■ **VOLTOOI HET VOLGENDE**:
1. Welk aandeel van de waterbouwmarkt neemt Rijkswaterstaat volgens de brontekst voor zijn rekening?
2. Geeft u de regels van de lijst opnieuw weer, inclusief de opdrachten, vanaf het begin van de lijst tot en met de regel met "[[475,114],[472,14],[14,17],[14,99]]", en geef alleen deze regels. Verhoog daarbij elke coördinaat in de antwoorden met 25.

■ **BRONTEKST**:
De waterbouwmarkt maakt dit jaar en volgend jaar een sterke groei door. In twee jaar tijd neemt de markt in totaal met 10 procent toe. Dit blijkt uit onderzoek van het Economisch Instituut voor de Bouw (EIB), in opdracht van de Vereniging van Waterbouwers. De markt bereikt in 2019 een omvang van 2,8 miljard euro.
De marktgroei in 2018 en 2019 komt vooral voor rekening van Rijkswaterstaat – goed voor 30 procent van de markt –, dat in twee jaar circa 25 procent meer investeert in waterbouwkundige werken, onder meer door de investeringsimpuls voor infrastructuur in het Regeerakkoord. Bij de waterschappen is, na een sterke stijging van de investeringen in 2017, sprake van zo’n 10 procent krimp in 2018 en 2019. De waterschappen zijn goed voor 35 procent van de markt. Wel zijn er grote verschillen tussen de waterschappen onderling: één op de drie waterschappen gaat veel meer investeren dan in de afgelopen jaren, maar ook één op de drie veel minder.

■ **INVOERGEGEVENS**:
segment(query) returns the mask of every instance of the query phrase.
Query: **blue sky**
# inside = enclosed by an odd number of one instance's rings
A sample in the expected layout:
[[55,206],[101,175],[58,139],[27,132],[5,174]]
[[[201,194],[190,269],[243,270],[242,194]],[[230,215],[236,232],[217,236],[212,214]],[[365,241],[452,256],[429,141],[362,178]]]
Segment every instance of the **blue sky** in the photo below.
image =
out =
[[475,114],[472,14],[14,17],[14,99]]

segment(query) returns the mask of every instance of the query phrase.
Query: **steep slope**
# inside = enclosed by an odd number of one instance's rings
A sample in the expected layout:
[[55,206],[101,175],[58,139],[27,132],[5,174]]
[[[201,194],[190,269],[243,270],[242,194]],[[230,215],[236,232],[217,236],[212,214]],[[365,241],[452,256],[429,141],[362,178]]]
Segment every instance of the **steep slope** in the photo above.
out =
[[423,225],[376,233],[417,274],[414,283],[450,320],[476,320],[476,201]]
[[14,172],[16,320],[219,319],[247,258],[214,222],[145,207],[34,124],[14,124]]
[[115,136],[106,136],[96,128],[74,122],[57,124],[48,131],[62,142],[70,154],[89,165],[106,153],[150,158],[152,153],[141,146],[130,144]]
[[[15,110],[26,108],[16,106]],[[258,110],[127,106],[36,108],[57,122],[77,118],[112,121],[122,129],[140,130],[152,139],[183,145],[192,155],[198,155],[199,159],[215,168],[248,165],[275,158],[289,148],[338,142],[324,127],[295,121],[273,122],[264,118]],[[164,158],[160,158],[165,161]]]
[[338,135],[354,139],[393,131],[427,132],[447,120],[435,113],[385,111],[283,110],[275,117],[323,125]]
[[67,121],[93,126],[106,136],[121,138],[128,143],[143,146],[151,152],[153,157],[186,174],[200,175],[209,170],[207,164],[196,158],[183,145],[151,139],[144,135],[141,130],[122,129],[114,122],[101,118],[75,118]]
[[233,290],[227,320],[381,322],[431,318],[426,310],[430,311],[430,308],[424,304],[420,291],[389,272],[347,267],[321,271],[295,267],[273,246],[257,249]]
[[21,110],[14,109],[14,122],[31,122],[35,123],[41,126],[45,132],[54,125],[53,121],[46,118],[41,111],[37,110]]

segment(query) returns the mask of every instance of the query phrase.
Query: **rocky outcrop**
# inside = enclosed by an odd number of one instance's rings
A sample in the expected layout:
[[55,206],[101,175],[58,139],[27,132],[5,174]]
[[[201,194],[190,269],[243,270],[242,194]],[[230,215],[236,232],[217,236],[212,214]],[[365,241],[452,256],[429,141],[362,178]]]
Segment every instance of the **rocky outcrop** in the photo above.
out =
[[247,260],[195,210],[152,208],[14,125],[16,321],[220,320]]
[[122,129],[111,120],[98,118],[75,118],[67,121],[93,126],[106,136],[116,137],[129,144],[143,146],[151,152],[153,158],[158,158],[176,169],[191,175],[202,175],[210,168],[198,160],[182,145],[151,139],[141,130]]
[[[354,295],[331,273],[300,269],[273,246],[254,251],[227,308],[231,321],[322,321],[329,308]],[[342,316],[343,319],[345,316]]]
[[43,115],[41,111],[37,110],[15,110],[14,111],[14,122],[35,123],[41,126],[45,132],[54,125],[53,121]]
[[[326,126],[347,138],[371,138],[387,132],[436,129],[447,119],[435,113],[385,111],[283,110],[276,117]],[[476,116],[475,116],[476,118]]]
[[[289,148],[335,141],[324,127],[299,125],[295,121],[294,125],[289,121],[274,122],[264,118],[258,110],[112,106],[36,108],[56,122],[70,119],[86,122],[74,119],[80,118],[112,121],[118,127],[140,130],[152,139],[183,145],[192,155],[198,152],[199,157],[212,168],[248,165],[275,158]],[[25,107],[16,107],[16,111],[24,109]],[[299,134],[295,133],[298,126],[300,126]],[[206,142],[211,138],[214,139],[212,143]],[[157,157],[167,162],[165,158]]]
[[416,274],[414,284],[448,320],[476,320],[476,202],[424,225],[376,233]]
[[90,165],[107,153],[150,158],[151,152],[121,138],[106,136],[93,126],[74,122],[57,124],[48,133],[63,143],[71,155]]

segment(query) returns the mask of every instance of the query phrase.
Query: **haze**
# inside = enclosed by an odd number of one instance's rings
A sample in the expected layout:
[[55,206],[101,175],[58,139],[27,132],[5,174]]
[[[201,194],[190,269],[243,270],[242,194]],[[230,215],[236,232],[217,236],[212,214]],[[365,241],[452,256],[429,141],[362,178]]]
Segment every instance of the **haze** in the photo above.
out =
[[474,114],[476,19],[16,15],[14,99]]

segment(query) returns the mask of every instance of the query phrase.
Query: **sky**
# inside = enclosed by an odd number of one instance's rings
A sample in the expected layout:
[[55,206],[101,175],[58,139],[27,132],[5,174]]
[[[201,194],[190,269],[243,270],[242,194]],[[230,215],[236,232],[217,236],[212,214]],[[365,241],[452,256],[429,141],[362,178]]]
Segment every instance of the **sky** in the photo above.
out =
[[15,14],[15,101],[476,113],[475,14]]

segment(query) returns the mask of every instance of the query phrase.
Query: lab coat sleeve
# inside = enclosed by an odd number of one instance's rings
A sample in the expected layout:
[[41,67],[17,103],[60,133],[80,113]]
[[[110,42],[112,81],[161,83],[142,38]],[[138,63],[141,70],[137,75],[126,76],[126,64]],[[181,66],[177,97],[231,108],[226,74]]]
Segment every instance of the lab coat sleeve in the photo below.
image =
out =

■ **RESULTATEN**:
1. 30 procent

2.
segment(query) returns the mask of every instance of the query phrase.
Query: **blue sky**
# inside = enclosed by an odd number of one instance's rings
A sample in the expected layout:
[[55,206],[101,175],[58,139],[27,132],[5,174]]
[[[201,194],[190,269],[243,270],[242,194]],[[230,215],[236,232],[217,236],[212,214]],[[365,241],[452,256],[429,141],[362,178]]]
Segment every instance of the **blue sky** in the photo below.
image =
out =
[[500,139],[497,39],[39,42],[39,124]]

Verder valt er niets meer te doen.